→ **READING TEXT**:
BEGIN

What is the BIRD?
The Banks’ Integrated Reporting Dictionary (BIRD) aims to alleviate the reporting burden for banks, foster cooperation in the field of regulatory reporting, and improve the quality of data reported to the authorities. This is achieved through the collaborative development of a harmonised data dictionary and a harmonised data model that specifies how data can be extracted from the banks’ internal IT systems to generate the reports required by authorities. The BIRD also provides transformation rules which can be applied to the data extracted from the banks’ internal IT systems to produce the above-mentioned regulatory reports.
The BIRD content, i.e. the BIRD database and other documentation, is a “public good” and therefore freely available for download.
A more detailed introduction to the BIRD methodology, as well as an overview of the BIRD member organisations, can also be found on the following pages:BIRD Methodology BIRD Steering Group and Expert Group Call for expressions of interest to contribute to the BIRD
Why is the BIRD useful?
Currently, whenever a new statistical, prudential, or resolution regulatory framework is introduced or an existing one is updated, banks are expected to independently interpret the framework, extract data from their internal systems, and then transform the data to obtain the final figure required by the regulation. The BIRD offers an integrated dictionary with a redundancy-free input, where the concepts are identified and described once. This feature makes it less burdensome for banks to determine which source data to use and how to correctly process it.
Differences in how banks interpret specific regulations can have a negative impact on the quality of their output data and make it more difficult to compare different banks’ data. It is also costly and time-consuming for each bank to study new or revised legal acts separately.

END

→ **GIVEN INFORMATION**:
BEGIN

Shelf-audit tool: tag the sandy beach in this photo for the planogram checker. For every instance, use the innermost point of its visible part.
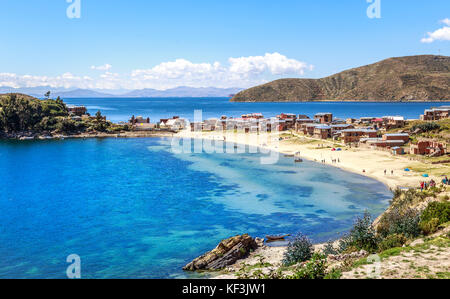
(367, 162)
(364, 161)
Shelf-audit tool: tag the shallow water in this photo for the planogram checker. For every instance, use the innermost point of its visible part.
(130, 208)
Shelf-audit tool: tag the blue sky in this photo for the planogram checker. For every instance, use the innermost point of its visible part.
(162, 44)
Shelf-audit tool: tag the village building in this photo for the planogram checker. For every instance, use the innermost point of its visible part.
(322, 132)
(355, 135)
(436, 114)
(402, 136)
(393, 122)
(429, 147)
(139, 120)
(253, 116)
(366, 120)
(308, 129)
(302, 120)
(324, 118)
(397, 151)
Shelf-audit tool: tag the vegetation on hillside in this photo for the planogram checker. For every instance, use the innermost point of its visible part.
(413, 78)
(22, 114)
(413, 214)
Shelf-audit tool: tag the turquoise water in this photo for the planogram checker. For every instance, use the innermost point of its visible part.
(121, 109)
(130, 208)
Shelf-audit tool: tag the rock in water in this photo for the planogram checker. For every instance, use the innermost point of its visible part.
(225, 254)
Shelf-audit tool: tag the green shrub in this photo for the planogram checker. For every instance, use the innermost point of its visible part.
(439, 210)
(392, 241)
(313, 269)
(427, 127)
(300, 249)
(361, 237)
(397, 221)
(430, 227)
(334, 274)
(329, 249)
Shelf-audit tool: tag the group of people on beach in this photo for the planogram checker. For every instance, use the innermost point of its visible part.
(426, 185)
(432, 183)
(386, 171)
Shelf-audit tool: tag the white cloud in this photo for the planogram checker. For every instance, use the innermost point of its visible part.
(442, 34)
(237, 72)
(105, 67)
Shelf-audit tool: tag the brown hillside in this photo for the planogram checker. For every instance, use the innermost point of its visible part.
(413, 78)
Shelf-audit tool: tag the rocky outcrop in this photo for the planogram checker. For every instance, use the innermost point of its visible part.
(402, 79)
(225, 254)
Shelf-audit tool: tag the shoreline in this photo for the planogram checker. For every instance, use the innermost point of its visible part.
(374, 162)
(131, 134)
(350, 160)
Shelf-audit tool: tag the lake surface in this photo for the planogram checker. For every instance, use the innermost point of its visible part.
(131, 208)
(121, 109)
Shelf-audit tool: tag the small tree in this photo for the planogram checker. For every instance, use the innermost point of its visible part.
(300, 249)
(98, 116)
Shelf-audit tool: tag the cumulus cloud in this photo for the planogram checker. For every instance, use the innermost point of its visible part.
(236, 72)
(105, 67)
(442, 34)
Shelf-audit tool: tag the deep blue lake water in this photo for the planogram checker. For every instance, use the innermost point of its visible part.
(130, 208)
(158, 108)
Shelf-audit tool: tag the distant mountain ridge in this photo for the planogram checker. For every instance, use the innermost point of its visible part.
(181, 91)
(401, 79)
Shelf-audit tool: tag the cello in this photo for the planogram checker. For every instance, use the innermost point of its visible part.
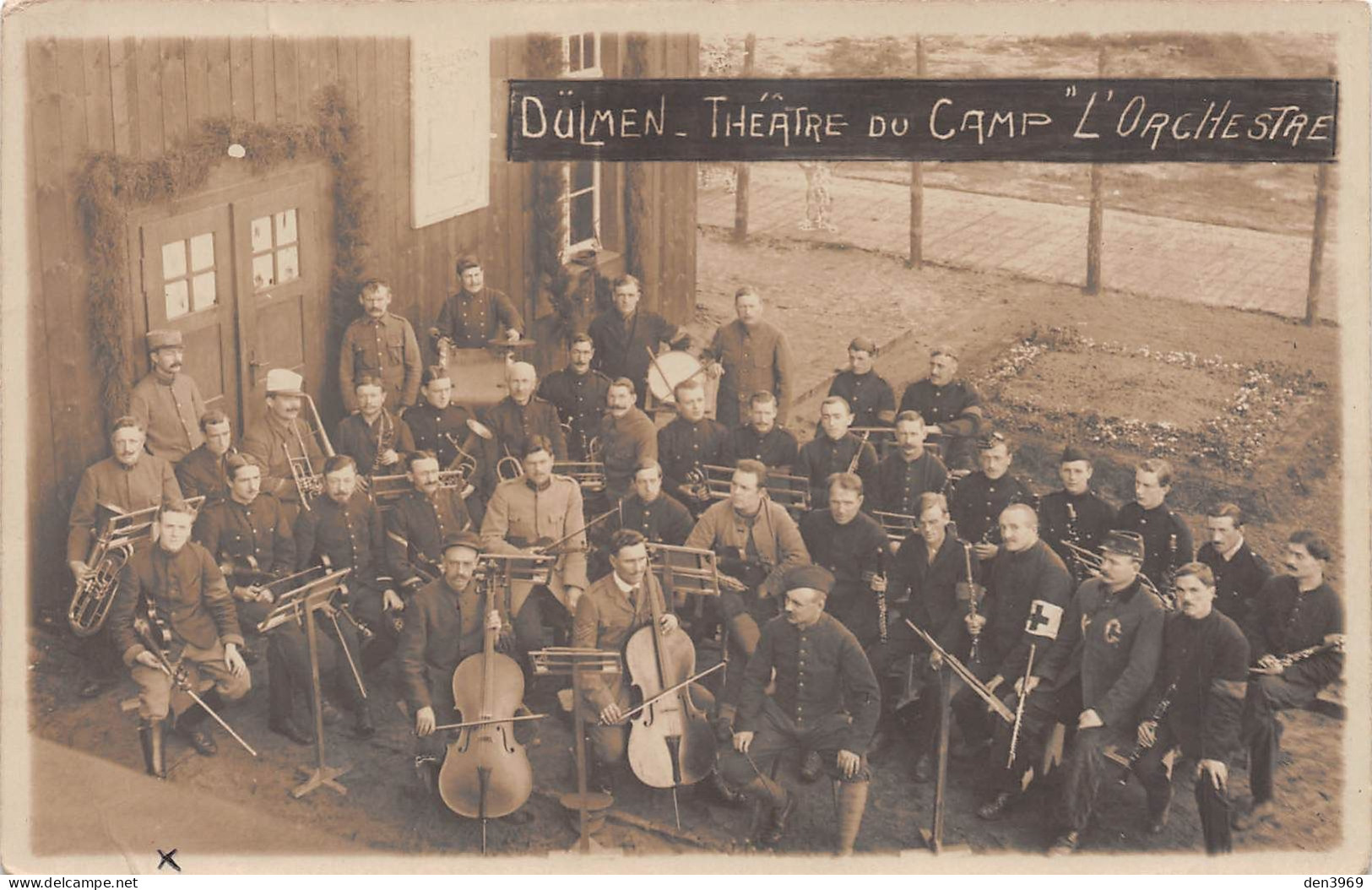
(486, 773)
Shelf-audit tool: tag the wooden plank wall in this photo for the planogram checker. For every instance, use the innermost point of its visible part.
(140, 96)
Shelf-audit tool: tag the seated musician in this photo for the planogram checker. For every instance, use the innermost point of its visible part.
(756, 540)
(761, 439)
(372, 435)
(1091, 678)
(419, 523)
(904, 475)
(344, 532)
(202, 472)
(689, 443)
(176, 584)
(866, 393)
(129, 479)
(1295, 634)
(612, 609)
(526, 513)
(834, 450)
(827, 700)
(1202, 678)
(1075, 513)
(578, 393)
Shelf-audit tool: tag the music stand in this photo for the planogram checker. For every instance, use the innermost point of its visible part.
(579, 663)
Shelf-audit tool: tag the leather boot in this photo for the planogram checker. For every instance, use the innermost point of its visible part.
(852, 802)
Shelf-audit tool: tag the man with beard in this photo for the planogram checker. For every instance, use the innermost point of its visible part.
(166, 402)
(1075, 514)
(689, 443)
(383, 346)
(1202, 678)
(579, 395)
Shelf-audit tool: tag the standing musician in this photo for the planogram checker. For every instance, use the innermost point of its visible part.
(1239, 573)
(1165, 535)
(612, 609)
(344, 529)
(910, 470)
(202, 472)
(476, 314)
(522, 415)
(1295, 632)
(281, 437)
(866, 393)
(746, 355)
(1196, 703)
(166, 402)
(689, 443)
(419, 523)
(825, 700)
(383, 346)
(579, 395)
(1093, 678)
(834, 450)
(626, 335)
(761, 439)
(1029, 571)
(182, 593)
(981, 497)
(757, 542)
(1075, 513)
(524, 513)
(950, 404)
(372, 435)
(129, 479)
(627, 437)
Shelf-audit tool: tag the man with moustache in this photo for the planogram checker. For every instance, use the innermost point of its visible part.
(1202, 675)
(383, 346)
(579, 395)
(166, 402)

END

→ **REQUIREMENTS**:
a – Copy the BIRD text word for word, starting at the words "The BIRD content, i.e." and stopping after "the BIRD useful?".
b – Answer these questions using the BIRD text:
(i) What does the abbreviation BIRD stand for?
(ii) What makes the BIRD content freely available for download?
(iii) What two effects can differences in how banks interpret specific regulations have?
c – Summarize the BIRD text in two sentences.
The entries come from a separate source.

→ **ANSWER LIST**:
a –
The BIRD content, i.e. the BIRD database and other documentation, is a “public good” and therefore freely available for download.
A more detailed introduction to the BIRD methodology, as well as an overview of the BIRD member organisations, can also be found on the following pages:BIRD Methodology BIRD Steering Group and Expert Group Call for expressions of interest to contribute to the BIRD
Why is the BIRD useful?

b –
(i) Banks' Integrated Reporting Dictionary
(ii) It is a "public good."
(iii) They can harm the quality of the banks' output data and make it harder to compare different banks' data.

c – The Banks' Integrated Reporting Dictionary (BIRD) is a collaboratively developed, freely available data dictionary and data model, with transformation rules, that specifies how banks can extract data from their internal IT systems to produce the reports authorities require. By identifying and describing each concept once, it aims to ease banks' reporting burden and improve data quality, since each bank's separate interpretation of regulations is costly and makes banks' data harder to compare.